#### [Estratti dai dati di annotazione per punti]
'''
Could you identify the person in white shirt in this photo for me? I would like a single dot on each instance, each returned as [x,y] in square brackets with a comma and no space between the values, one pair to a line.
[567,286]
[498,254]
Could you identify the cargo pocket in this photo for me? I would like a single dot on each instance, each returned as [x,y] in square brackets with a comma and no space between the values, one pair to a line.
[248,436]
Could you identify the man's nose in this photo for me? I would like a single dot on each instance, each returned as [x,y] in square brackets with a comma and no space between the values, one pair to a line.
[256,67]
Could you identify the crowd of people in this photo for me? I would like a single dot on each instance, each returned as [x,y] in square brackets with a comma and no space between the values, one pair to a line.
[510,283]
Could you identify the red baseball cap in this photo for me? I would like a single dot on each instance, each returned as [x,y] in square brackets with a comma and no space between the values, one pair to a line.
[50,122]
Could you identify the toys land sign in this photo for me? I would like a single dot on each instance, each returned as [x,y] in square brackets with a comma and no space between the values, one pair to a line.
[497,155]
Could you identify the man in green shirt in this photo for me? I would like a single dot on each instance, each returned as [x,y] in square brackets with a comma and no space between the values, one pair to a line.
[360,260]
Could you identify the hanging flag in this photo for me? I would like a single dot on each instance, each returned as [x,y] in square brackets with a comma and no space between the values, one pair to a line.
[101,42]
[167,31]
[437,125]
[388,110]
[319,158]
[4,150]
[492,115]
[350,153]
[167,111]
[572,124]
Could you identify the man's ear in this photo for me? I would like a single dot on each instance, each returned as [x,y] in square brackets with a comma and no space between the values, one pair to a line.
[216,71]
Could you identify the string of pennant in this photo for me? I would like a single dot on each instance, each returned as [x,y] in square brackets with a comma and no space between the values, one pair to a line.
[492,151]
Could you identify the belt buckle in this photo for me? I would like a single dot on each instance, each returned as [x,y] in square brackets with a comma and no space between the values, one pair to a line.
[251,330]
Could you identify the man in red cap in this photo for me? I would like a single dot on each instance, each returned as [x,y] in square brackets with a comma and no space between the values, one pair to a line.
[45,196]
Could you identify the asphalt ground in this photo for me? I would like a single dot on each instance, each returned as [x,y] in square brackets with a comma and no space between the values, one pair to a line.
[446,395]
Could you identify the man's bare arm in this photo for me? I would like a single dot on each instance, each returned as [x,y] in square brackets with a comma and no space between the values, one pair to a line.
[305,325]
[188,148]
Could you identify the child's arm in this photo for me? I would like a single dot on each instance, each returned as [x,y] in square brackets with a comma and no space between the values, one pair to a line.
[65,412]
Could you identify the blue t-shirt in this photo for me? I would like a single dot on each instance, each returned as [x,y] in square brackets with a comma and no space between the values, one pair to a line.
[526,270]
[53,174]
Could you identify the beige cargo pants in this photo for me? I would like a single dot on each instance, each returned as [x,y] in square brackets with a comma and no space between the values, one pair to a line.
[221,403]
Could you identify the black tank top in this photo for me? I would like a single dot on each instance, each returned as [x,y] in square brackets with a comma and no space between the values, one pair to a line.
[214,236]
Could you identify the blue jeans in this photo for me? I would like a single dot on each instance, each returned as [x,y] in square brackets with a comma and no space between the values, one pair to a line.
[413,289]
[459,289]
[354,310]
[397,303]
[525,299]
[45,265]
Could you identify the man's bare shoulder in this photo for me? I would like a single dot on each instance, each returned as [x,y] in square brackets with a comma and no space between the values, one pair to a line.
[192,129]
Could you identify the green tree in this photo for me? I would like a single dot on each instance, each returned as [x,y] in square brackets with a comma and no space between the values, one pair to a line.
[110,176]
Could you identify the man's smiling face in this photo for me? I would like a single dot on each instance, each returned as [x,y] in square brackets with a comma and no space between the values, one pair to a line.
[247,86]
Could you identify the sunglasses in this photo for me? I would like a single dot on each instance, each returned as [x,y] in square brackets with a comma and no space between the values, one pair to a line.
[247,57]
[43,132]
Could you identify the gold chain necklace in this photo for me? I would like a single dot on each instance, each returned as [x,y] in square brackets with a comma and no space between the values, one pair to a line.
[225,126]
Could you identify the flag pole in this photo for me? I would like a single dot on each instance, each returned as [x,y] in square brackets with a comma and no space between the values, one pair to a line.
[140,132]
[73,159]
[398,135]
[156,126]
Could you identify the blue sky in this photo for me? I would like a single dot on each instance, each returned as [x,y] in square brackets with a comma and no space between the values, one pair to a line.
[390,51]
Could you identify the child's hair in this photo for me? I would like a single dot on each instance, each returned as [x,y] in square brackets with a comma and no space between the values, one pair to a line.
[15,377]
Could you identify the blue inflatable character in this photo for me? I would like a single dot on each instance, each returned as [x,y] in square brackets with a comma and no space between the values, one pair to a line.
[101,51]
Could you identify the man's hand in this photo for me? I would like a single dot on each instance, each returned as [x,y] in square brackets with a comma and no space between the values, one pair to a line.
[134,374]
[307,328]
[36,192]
'''
#### [Consegna]
Riscrivi tutti i dati sostituendo "dot" con "point" e lasciando invariato tutto il resto.

#### [Compito svolto]
Could you identify the person in white shirt in this photo for me? I would like a single point on each instance, each returned as [x,y] in square brackets with a comma and no space between the values, one pair to a line.
[567,286]
[498,254]
Could you identify the cargo pocket in this photo for me? I would like a single point on each instance, each returned as [x,y] in square brackets with a comma and no space between the values, one pair to a line.
[248,436]
Could you identify the man's nose in this photo for me? I would like a single point on each instance, each returned as [x,y] in square brackets with a comma and no space between the values, one pair to a line.
[256,67]
Could you identify the crowd of people in this photo for me? I would like a single point on each instance, each returned as [x,y] in square brackets with a comma and no space between the values, one pair to a line.
[510,283]
Could you identify the red baseball cap in this photo for me? I would like a single point on each instance, each returned as [x,y] in square brackets with a comma and no space between the values, one pair to a line.
[50,122]
Could you identify the toys land sign in this photo for me? I would like a single point on each instance, each returned as [x,y] in square brackets with a comma and no space between the values, one pair to a line.
[497,155]
Could you identify the man in green shirt in this photo for me? I would like a single point on each instance, each returned as [x,y] in square brackets with a comma and no space between the values, one pair to a line.
[360,260]
Could you identify the hanging flag in this photo for me? I would like a single point on each instance, each returned as [x,y] in square brackets with a comma and no space between the values, one pair to a line.
[101,42]
[167,31]
[437,125]
[388,110]
[319,158]
[4,150]
[492,115]
[350,153]
[167,111]
[572,124]
Could you identify the man's ear in this photo for me? I would like a single point on each instance, each returned as [x,y] in square brackets with a comma and no space between the values, one pair to a line.
[216,71]
Could you identify the string of pennant in this photo for me? I would like a single point on each instance, each returned as [x,y] in square brackets with a comma and no space between the values, one pair to a line.
[492,151]
Could you identify the belt buckle in this photo for me? I would like a single point on each instance, each returned as [x,y] in square brackets with a comma and no space between the values, one pair to a line.
[251,330]
Could you identify the man in red cap in this photo for me? I would like a single point on each instance, each returned as [x,y] in square brackets with a comma and no space between the values, one pair to a line.
[45,196]
Could you identify the asphalt ground in this photo for me? I would like a single point on each instance, each returned as [x,y] in square brackets with a comma and no space between the values, one pair to a line.
[446,395]
Could you identify the man's bare arm in this photo for me? I would like a single point on each instance, each returned as [x,y] in square brackets with a comma and no space between the values, one pair to a line.
[305,325]
[188,148]
Could you identify the child's arm in this photo for me? I would like a single point on each instance, each returned as [x,y] in square brackets with a comma and no space between the values, one pair to a line.
[65,412]
Could you identify the blue t-shirt in this photo for me? I would like a single point on each instance, each returned as [x,y] in square brackets with a comma and no space between the values, one pair to a line.
[526,270]
[53,174]
Could you identify the beige cargo pants in this photo for me? I would like a single point on each instance, each returned as [x,y] in square brackets with a comma and no space between the values, one pair to a line.
[221,403]
Could you identify the black tank top in this photo for me? I would like a single point on each instance, each returned as [x,y] in square brackets with a comma and no space between the values, one pair to a line.
[214,236]
Could you identify the blue jeans in this photo for me? I would like a single point on each instance, each returned as [x,y] in square brackets with a comma and no space between the values, one pair to a line.
[413,289]
[459,289]
[354,310]
[397,303]
[525,299]
[45,265]
Could you identify the man's bare shoulder in this photo for me? I would like a single point on each instance, each returned as [x,y] in square brackets with a comma and no space between the values, one pair to a line.
[192,129]
Could you identify the green tree in this photo for me? I would like a single point on each instance, each returned as [x,y] in square brackets with a comma and no space between the values, one pair to a line.
[110,176]
Could you identify the man's smiling face in this photo for me? I would like a single point on each instance, each returned as [x,y] in square brackets with a comma and no space between the values, one pair to a line.
[247,86]
Could you identify the sunglasses in this photo for me? I would like a single point on each instance, each returned as [x,y] in square brackets with a comma and no space between the values, one pair to a line.
[247,57]
[43,132]
Could you identify the gold chain necklace in this photo for me? I would like a single point on each instance, each returned as [x,y] in square brackets with a comma and no space between the values, one pair to a line.
[225,126]
Could you identify the flag pole in this photo for me? I would like a single point on each instance, each returned as [x,y] in square brackets with a comma and no space between the values, one pair to a line.
[140,132]
[73,159]
[398,135]
[156,126]
Could you identify the blue sky in this photo for me? I would like a single point on each instance, each returned as [x,y] in square brackets with a comma and no space between the values, one pair to a line.
[390,51]
Could you identify the child's hair in this photo for me? I would like a single point on each instance, each returned as [x,y] in square brackets with a comma and no space between the values, one pair to a line.
[15,377]
Could you identify the blue inflatable character in this photo for me? I would like a single point on each instance, each returned as [x,y] in square brackets with a comma and no space between the values, one pair to a line.
[101,51]
Could you identify the man's hand in this photo for me? I would like a single point on each instance, each returned as [x,y] in square brackets with a comma and no space between the values, one pair to a line.
[134,374]
[307,328]
[36,192]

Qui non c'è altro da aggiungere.